*** Exercise input ***
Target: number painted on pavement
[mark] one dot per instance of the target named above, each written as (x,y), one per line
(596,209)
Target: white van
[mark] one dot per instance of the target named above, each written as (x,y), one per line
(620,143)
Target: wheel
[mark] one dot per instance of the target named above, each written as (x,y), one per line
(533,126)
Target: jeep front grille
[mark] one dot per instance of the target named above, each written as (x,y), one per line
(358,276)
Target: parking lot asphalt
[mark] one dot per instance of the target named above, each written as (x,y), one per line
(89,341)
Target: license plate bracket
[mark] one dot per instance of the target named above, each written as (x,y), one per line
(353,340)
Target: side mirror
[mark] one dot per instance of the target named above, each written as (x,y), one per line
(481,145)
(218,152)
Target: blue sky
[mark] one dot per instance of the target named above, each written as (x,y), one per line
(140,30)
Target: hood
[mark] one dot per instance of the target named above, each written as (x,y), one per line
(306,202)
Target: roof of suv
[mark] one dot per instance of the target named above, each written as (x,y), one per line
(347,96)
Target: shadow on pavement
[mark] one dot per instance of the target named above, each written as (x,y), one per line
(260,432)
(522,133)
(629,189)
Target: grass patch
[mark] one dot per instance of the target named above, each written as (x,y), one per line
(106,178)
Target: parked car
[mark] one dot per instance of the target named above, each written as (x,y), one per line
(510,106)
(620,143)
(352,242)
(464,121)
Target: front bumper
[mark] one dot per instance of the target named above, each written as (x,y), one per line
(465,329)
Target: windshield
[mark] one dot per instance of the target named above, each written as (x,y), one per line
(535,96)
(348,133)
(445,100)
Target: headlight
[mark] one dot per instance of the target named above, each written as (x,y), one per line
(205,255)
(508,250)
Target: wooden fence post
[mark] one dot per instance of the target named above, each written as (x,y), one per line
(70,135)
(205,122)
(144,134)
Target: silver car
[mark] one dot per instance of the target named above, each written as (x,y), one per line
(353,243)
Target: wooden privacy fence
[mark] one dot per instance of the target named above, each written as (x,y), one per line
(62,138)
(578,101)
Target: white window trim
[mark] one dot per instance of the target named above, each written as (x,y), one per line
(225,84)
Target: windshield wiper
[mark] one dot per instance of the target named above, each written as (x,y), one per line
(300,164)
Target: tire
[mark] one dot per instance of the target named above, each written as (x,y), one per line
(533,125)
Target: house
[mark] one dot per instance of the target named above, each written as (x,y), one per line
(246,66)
***
Short task. Retype exactly the lines from the one containing "Target: headlight" through the last line of the records above, including both.

Result for this task.
Target: headlight
[mark] one dot per instance of the target named above, each written as (x,y), one per line
(205,255)
(508,250)
Target: wooden fence post
[mark] one dot per instance of the target named above, each written as (x,y), one per line
(70,135)
(205,122)
(144,134)
Target: silver car
[mark] one dot per instance of the target named above, each written as (x,y), one per line
(353,243)
Target: wooden privacy fence
[mark] one dot per instance of the target named above, each written as (x,y), one per line
(62,138)
(578,101)
Target: white window trim
[mark] one dot per instance of the target named above, each written as (x,y), one per line
(225,84)
Target: windshield wiper
[mark] one dot per instance of the target named above, each written as (x,y), one per line
(300,164)
Target: tire
[mark] one dot per instance of the target named above, each written as (x,y), one per line
(533,125)
Target: house
[mark] one dot per instance of the target named above, each written as (x,y), one per line
(246,66)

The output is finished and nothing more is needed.